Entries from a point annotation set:
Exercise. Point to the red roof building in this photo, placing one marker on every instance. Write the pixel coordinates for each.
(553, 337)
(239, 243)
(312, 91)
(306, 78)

Directions: Output the data above verbatim, line for line, with no changes.

Result:
Exercise. Point to the red roof building in this photo, placing one marker on every instance. Write the pixel coordinates for each.
(553, 337)
(239, 243)
(312, 91)
(306, 78)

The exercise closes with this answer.